▶ [EXERCISE PROMPT]: Locate the line containing "Would you kindly pick out the whitewashed" in the material below; repeat it and every line after it, exactly as written.

▶ [DATA SUPPLIED]:
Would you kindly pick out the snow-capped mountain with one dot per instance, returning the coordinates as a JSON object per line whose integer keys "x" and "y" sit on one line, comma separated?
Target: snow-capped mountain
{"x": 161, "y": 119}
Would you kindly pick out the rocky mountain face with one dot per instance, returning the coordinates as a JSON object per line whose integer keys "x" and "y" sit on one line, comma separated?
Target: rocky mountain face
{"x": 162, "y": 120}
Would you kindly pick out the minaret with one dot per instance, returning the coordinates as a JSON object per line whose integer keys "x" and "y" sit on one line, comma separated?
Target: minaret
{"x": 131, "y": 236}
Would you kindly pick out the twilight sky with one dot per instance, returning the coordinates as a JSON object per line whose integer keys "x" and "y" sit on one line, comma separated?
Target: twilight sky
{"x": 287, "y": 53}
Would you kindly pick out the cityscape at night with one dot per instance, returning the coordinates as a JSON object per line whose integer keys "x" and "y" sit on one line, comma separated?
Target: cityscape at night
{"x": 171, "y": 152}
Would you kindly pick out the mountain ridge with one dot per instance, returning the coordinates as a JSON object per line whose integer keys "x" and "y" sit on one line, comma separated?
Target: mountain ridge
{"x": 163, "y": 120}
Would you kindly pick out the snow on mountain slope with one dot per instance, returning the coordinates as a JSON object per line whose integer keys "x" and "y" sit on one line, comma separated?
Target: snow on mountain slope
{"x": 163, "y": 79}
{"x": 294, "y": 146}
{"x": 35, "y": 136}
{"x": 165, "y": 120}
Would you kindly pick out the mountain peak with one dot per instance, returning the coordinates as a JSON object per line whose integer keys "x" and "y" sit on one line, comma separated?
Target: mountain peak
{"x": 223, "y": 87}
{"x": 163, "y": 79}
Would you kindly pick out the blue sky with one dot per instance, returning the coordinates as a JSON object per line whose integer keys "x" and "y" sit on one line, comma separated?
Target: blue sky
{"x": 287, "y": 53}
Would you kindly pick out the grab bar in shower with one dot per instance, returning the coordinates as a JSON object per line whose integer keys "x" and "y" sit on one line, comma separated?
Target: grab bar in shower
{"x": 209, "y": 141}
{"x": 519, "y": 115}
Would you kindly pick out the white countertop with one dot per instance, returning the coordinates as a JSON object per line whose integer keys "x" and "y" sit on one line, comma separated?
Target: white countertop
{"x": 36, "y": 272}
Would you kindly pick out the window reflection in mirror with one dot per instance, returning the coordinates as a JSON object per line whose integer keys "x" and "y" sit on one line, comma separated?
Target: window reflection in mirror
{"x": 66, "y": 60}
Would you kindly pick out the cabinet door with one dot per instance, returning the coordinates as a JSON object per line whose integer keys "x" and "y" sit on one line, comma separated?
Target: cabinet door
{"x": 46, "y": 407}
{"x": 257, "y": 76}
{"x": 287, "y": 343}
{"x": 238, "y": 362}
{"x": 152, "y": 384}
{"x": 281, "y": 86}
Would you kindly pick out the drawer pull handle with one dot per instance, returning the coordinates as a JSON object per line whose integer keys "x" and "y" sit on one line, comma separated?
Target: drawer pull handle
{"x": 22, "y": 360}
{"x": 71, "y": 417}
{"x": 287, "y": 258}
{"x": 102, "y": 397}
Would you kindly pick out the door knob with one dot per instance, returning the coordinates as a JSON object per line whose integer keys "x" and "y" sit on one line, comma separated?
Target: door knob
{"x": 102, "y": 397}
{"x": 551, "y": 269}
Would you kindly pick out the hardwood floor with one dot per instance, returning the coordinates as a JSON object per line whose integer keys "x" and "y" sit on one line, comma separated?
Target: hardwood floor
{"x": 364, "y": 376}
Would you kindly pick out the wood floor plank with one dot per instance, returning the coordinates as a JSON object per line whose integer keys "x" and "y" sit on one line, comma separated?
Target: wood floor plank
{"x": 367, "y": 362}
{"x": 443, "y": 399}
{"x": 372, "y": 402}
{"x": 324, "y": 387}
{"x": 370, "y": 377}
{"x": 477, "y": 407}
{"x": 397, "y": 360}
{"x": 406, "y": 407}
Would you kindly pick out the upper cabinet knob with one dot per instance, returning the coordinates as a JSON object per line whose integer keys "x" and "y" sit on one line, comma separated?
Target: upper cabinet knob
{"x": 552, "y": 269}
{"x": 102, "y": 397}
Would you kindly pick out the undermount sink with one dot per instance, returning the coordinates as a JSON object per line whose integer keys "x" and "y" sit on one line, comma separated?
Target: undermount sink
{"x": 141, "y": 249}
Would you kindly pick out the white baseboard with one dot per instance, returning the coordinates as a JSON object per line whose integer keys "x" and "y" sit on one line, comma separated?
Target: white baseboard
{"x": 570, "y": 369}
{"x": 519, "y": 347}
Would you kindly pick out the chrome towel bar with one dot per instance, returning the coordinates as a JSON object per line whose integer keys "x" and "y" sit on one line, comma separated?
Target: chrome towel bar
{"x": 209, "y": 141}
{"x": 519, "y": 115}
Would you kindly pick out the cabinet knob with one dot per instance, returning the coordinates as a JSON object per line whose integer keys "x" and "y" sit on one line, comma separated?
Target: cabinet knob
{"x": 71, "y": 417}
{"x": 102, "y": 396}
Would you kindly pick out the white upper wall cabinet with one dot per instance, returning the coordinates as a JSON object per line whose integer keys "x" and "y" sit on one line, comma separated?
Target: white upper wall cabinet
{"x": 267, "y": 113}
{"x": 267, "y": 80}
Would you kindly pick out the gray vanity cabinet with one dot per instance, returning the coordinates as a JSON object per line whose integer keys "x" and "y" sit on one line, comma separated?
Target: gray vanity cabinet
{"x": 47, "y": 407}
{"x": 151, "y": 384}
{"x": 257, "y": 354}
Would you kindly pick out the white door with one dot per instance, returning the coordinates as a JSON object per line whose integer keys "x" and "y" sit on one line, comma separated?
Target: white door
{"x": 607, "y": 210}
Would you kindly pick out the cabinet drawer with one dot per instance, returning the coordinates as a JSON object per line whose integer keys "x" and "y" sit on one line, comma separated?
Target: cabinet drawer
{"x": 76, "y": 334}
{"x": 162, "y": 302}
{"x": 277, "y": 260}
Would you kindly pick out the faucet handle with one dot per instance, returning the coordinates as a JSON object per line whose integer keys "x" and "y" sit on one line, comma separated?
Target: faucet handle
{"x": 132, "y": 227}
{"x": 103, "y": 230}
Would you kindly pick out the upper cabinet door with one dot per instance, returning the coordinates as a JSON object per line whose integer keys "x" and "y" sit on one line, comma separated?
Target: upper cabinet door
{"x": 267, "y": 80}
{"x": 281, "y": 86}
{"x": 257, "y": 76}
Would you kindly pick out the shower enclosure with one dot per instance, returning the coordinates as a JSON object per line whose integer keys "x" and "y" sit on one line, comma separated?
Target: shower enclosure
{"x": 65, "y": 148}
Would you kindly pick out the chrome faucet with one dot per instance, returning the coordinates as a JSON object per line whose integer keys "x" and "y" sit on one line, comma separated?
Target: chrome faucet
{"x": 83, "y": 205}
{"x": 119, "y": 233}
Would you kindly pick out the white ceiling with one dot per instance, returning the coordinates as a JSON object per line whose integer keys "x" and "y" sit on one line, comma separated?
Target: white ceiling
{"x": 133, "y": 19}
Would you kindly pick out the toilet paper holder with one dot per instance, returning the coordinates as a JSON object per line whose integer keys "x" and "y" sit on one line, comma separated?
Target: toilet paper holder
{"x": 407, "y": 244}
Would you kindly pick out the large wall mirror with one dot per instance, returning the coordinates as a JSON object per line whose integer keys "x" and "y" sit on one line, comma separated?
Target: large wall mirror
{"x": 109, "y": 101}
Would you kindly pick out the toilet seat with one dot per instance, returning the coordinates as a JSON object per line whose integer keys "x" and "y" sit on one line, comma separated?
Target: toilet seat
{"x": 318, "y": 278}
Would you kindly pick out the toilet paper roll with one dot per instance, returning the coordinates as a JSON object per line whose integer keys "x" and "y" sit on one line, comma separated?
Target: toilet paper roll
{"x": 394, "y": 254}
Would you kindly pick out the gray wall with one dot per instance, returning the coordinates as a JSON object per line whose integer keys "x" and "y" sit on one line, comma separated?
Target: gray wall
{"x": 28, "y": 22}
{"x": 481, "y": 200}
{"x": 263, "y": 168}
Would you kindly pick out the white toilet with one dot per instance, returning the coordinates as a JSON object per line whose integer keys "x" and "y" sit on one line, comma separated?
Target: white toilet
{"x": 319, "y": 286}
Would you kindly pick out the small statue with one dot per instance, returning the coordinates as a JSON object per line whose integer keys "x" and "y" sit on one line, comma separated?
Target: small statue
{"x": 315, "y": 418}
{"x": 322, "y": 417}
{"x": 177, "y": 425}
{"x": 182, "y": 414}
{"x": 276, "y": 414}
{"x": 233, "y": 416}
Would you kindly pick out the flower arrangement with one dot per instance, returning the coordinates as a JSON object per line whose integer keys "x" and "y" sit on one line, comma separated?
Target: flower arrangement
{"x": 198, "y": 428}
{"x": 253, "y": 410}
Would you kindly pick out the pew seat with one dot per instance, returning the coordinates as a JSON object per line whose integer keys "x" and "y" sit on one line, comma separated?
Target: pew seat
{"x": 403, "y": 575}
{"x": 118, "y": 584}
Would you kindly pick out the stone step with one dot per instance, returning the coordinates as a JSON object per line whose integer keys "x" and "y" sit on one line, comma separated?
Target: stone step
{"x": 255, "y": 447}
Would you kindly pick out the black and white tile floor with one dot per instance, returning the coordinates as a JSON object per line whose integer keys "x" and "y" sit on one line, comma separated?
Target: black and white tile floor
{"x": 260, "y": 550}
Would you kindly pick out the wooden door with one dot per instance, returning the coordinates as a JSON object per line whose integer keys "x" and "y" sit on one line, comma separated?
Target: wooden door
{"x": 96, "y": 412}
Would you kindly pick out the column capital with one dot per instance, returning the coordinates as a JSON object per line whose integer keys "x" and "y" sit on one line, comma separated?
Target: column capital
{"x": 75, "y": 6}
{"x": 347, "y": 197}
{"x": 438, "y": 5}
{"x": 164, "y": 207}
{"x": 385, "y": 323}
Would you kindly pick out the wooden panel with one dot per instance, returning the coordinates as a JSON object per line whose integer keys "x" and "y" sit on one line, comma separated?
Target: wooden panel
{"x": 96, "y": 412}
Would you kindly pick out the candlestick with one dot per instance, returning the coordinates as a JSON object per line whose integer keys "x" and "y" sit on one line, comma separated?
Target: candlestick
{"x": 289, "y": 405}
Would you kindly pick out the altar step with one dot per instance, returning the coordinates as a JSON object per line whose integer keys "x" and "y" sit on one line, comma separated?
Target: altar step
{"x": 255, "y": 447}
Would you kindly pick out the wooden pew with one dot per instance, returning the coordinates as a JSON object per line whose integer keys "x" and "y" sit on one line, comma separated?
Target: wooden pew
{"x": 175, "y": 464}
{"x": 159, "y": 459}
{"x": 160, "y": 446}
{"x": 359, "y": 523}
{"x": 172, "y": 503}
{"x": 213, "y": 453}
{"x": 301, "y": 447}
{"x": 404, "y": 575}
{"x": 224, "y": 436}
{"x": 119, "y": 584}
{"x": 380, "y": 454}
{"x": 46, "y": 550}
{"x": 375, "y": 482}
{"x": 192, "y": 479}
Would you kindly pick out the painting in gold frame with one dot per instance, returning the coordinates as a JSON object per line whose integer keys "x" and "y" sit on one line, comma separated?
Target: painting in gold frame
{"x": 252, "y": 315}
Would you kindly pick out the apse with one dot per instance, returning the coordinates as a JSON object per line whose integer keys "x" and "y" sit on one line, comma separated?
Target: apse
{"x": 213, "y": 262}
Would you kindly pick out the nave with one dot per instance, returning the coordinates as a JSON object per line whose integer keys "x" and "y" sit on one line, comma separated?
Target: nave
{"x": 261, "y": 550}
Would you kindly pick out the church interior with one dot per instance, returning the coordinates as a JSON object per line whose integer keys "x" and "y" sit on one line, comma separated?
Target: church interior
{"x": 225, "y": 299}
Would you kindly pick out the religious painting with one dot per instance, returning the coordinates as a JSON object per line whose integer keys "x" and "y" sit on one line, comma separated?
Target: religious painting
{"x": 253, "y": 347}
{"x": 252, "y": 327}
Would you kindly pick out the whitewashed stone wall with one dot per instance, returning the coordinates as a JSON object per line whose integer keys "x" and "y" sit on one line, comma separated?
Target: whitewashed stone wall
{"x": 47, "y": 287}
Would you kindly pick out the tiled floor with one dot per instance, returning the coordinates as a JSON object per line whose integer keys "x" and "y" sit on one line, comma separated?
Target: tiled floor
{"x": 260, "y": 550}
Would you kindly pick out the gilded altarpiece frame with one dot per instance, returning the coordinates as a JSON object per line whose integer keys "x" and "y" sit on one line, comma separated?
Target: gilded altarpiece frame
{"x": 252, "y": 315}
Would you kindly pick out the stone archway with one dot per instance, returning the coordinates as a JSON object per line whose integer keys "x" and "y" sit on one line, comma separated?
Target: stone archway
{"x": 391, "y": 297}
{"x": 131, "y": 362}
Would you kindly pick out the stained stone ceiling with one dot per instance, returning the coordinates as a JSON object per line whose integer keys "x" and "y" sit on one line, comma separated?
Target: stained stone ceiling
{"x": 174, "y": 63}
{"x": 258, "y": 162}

▶ [FULL RESPONSE]:
Would you kindly pick out the whitewashed stone wall with one dot per instance, returning the coordinates as a JSON object per line whose integer keys "x" and "y" sit on one line, comma separated?
Target: whitewashed stone wall
{"x": 47, "y": 287}
Would you kindly pick out the tiled floor with one dot per instance, returning the coordinates as a JSON object per line whose integer keys "x" and "y" sit on one line, comma separated?
Target: tiled floor
{"x": 260, "y": 550}
Would you kindly pick out the gilded altarpiece frame with one dot per instance, returning the coordinates as a JSON object per line whose integer keys "x" and "y" sit on one line, comma separated?
Target: gilded altarpiece frame
{"x": 252, "y": 315}
Would you kindly pick out the stone archway with one dot per instance, returning the coordinates as a JSON object per line whose integer keys "x" and "y" sit on one line, comma separated?
Target: stone archway
{"x": 391, "y": 297}
{"x": 131, "y": 362}
Would you kindly pick out the stained stone ceiling with one dot per instance, returning the coordinates as a JSON object per line whose integer keys "x" and "y" sit on one line, comma separated?
Target: stained stone ceiling
{"x": 174, "y": 63}
{"x": 258, "y": 162}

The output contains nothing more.